»»
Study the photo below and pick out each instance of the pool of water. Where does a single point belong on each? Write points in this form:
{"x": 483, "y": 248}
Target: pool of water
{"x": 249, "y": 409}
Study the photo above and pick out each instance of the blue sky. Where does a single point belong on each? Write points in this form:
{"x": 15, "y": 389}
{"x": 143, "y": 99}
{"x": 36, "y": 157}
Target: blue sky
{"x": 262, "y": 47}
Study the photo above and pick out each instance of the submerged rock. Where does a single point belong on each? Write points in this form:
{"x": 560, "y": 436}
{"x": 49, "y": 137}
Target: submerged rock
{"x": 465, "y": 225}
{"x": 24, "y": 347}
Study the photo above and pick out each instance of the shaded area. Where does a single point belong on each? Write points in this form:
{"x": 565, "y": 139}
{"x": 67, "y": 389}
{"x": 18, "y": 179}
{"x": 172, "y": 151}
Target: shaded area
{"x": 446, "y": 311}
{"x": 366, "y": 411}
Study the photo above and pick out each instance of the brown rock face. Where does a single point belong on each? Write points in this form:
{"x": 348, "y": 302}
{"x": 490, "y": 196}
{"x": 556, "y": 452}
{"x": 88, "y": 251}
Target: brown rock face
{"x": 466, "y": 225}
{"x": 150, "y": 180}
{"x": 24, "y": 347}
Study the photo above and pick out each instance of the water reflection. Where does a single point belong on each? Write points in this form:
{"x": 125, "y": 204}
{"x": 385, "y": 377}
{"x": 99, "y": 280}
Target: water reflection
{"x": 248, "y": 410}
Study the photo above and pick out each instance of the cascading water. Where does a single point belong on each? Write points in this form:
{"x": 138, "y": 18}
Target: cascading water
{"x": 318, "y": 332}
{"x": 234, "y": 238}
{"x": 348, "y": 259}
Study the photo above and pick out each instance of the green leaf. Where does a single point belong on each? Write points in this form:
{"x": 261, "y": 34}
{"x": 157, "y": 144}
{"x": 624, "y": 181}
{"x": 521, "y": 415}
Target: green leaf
««
TASK TO COMPLETE: Retype every entry above, word for word.

RESPONSE BELOW:
Study the photo below and pick out each instance of the pool of water. Where does a single point belong on each? Write points in this form:
{"x": 483, "y": 248}
Target: pool of water
{"x": 249, "y": 409}
Study the photo above and pick out each instance of the blue sky. Where does a single point belong on each? Write points in this form:
{"x": 15, "y": 389}
{"x": 143, "y": 99}
{"x": 36, "y": 157}
Target: blue sky
{"x": 262, "y": 47}
Study the photo above and pick out each instance of the submerged rock. Where does a single point belong on each? Write points in this form:
{"x": 560, "y": 436}
{"x": 49, "y": 137}
Target: submerged rock
{"x": 465, "y": 225}
{"x": 24, "y": 347}
Study the photo above and pick out each instance of the shaded area. Where does a single point belong on each? Write points in this form:
{"x": 565, "y": 139}
{"x": 67, "y": 389}
{"x": 18, "y": 179}
{"x": 172, "y": 151}
Target: shaded area
{"x": 446, "y": 311}
{"x": 366, "y": 411}
Study the photo above and pick out each instance of the brown rock face. Where does a single point belong on each? Write points in this form:
{"x": 348, "y": 302}
{"x": 490, "y": 196}
{"x": 556, "y": 452}
{"x": 88, "y": 251}
Target: brown rock face
{"x": 466, "y": 225}
{"x": 150, "y": 180}
{"x": 24, "y": 347}
Study the photo above and pick out each instance of the water reflection. Where does a single point belong on each? Write points in this form:
{"x": 125, "y": 204}
{"x": 385, "y": 377}
{"x": 99, "y": 280}
Target: water reflection
{"x": 248, "y": 410}
Study the photo above and pick out each instance of the cascading water. Where does a single point belong on each? Write points in this form:
{"x": 138, "y": 18}
Target: cascading water
{"x": 318, "y": 332}
{"x": 234, "y": 238}
{"x": 348, "y": 259}
Study the photo above and pick out each instance of the green leaf. Where does a single point belong on each? Write points in this form:
{"x": 261, "y": 34}
{"x": 157, "y": 144}
{"x": 624, "y": 181}
{"x": 521, "y": 415}
Target: green leaf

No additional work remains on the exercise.